#### Supplied data
begin

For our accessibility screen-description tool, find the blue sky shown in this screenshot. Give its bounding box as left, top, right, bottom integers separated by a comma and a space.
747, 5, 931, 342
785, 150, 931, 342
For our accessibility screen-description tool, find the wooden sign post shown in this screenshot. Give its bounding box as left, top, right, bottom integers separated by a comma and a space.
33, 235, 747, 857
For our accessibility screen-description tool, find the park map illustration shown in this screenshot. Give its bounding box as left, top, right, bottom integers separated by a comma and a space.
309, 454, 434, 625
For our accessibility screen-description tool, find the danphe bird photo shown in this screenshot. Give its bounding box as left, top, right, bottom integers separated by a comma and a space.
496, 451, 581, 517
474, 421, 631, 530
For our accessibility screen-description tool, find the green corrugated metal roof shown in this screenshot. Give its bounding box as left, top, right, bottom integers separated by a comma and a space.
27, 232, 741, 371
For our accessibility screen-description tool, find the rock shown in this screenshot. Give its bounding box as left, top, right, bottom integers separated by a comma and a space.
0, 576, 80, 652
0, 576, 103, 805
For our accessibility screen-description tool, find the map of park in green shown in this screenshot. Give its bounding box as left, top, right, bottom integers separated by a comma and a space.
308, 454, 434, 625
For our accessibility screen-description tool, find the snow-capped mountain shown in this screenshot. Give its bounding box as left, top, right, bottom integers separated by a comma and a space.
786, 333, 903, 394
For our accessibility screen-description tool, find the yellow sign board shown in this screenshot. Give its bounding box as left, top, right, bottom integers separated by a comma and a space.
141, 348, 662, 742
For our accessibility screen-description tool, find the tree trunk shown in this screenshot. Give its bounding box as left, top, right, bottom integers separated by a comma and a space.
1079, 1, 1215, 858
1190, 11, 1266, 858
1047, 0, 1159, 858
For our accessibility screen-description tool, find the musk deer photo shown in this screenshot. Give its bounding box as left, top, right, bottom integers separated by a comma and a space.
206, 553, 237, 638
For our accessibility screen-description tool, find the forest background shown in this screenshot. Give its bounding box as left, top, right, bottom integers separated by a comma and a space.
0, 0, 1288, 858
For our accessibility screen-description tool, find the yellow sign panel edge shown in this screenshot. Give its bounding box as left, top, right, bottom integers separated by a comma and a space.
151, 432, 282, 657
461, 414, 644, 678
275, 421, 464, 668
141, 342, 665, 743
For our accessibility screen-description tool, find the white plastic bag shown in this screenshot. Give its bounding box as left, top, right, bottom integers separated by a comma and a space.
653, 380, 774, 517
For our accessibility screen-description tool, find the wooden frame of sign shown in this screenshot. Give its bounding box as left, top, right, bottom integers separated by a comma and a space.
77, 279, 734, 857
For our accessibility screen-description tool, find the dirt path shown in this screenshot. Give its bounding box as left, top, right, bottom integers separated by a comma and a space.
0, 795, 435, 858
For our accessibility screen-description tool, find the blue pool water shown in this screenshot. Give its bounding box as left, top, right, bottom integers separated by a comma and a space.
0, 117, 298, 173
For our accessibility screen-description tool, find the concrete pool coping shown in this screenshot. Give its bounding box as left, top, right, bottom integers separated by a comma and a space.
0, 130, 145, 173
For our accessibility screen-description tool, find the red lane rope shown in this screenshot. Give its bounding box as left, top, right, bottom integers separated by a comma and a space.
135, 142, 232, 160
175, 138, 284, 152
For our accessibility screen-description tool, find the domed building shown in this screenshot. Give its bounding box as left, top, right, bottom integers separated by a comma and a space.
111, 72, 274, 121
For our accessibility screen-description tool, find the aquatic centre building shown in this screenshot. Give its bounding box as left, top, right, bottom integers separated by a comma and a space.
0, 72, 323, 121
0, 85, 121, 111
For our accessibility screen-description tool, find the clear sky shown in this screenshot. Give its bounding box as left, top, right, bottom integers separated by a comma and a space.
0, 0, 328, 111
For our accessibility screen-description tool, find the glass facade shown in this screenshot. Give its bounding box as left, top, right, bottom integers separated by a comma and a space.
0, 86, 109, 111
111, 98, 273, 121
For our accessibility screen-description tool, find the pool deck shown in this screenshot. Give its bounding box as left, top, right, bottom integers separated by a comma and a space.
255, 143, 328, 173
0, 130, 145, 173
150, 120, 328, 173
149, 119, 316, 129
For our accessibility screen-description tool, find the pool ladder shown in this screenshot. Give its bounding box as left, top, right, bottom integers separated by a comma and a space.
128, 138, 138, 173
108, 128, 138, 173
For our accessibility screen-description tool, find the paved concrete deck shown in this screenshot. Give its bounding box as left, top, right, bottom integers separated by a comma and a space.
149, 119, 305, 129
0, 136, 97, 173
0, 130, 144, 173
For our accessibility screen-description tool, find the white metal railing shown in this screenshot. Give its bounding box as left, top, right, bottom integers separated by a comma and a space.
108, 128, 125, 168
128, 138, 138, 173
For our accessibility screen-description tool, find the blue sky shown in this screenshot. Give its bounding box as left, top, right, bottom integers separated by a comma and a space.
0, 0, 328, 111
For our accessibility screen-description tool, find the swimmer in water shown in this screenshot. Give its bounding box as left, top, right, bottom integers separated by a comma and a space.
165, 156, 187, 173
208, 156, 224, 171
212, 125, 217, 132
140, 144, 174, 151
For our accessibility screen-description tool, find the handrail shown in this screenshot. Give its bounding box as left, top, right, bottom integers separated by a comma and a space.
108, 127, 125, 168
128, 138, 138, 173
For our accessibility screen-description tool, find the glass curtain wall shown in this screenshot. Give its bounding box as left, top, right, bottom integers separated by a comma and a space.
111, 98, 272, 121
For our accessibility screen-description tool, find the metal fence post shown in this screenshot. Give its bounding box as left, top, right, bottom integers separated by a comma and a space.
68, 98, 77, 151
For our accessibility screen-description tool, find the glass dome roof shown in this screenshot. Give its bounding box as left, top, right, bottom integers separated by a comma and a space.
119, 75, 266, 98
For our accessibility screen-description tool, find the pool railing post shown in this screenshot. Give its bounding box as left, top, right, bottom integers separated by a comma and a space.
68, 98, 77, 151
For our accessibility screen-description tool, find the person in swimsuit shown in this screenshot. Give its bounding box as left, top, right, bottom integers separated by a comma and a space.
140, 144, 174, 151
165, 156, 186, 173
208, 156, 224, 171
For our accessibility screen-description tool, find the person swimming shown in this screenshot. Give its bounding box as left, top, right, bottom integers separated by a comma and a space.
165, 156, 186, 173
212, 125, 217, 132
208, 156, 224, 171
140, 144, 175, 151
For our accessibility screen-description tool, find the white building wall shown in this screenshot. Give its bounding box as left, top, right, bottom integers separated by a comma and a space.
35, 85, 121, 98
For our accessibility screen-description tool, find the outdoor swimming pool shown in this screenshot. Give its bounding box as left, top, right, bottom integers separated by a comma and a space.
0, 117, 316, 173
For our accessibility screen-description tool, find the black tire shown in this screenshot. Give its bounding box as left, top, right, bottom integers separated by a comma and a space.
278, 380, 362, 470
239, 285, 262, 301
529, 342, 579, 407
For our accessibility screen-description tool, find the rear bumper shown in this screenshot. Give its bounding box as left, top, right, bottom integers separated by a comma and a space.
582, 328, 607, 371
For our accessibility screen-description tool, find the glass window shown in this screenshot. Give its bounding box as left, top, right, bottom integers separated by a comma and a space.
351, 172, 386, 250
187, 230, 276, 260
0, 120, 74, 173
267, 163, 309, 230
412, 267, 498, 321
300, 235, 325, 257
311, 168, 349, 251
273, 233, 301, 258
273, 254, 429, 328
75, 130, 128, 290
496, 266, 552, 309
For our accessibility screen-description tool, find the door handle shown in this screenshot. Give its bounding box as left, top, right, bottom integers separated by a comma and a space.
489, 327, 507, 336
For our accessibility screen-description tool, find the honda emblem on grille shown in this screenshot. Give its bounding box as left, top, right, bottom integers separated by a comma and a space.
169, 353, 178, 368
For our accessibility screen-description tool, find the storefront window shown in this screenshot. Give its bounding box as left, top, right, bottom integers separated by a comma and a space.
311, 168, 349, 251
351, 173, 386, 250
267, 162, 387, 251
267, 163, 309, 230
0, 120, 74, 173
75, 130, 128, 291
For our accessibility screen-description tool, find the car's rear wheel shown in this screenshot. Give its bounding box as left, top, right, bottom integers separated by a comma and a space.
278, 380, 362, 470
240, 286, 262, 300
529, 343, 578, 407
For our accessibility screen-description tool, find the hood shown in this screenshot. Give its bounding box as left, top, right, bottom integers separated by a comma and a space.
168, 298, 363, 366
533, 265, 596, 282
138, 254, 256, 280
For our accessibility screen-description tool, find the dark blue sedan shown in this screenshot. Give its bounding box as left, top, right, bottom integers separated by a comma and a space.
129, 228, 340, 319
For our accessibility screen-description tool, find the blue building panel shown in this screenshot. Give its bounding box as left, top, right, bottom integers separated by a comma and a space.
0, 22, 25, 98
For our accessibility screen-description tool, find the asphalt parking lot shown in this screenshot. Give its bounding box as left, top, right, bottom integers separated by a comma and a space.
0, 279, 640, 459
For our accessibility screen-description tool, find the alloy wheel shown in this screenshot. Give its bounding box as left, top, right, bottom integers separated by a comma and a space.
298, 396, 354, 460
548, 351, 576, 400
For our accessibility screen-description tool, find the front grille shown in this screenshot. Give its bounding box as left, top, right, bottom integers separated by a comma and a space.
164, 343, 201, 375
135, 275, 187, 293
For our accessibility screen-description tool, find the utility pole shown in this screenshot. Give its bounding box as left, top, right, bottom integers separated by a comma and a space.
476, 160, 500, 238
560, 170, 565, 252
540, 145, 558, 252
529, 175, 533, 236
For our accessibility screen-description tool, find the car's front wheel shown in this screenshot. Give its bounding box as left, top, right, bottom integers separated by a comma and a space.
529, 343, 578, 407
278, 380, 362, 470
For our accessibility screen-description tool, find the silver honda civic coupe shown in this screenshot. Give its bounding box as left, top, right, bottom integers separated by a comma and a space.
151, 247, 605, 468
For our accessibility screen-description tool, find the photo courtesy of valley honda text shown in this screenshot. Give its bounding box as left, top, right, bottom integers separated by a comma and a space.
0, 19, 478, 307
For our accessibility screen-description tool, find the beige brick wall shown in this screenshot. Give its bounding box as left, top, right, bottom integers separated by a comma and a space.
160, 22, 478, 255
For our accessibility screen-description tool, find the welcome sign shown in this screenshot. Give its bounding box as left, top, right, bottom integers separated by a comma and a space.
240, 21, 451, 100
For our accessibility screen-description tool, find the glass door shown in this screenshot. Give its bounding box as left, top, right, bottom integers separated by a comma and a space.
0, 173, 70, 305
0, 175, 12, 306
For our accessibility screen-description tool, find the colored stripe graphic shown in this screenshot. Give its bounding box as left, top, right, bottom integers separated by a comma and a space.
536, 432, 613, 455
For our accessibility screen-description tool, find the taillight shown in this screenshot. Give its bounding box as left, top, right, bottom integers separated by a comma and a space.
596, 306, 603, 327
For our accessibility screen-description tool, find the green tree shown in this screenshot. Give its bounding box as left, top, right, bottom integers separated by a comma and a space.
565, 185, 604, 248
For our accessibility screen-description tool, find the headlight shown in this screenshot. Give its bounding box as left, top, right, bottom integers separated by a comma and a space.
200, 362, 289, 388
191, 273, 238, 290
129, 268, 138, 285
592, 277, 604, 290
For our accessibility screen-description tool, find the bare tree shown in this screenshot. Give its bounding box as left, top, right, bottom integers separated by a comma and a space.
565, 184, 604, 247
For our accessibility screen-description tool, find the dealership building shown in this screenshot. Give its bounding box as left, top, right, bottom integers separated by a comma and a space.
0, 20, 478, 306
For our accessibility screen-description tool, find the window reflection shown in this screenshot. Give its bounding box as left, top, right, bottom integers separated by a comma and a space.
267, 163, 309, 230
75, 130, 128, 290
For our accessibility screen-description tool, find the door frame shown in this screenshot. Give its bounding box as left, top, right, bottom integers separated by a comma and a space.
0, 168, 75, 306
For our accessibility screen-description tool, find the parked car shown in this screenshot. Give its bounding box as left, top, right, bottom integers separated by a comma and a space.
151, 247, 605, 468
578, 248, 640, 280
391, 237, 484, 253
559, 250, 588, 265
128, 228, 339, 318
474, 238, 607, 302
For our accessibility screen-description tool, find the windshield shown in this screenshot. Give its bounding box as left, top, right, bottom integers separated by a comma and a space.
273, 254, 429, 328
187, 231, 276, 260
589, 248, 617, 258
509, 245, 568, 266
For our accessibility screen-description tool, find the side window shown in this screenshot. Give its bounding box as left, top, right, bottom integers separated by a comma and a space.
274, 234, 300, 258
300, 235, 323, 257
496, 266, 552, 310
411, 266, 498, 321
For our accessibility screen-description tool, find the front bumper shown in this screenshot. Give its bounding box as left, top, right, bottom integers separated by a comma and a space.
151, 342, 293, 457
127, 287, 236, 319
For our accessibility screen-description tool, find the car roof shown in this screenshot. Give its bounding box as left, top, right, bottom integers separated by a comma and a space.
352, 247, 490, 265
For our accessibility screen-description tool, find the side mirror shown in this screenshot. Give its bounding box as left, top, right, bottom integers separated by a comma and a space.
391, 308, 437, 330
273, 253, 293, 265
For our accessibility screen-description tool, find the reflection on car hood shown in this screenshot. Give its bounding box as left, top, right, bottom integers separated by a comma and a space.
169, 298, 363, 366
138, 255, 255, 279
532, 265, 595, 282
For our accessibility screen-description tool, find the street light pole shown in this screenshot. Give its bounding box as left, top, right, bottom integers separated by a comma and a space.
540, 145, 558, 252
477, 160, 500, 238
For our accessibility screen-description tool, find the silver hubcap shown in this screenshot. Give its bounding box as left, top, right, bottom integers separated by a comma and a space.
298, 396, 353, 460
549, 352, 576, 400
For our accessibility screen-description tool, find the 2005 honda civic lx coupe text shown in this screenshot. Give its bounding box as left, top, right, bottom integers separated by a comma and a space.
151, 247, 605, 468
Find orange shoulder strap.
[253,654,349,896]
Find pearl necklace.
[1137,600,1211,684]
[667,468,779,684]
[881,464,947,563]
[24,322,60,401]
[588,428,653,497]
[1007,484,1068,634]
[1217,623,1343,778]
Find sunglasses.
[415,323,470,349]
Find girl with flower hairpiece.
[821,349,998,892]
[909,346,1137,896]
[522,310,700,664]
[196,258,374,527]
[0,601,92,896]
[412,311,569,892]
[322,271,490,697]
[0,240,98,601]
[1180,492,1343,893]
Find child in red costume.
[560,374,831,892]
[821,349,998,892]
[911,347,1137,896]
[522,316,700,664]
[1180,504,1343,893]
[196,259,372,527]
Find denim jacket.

end

#### What is expected
Which lines of the entries above contain the string "person"? Report each of those lines in full, treating uppercase and lowercase as different.

#### Output for this task
For our accessibility screen-description tool, find the person in swimsuit shown in this screenshot. Give its bounding box as left, top, right, bottom integers separated by a comma and a space.
For our accessibility screen-description tool, find the person swimming shown in this screenshot. Give its bounding box as left, top, right, bottom integers separated by a comma and a space.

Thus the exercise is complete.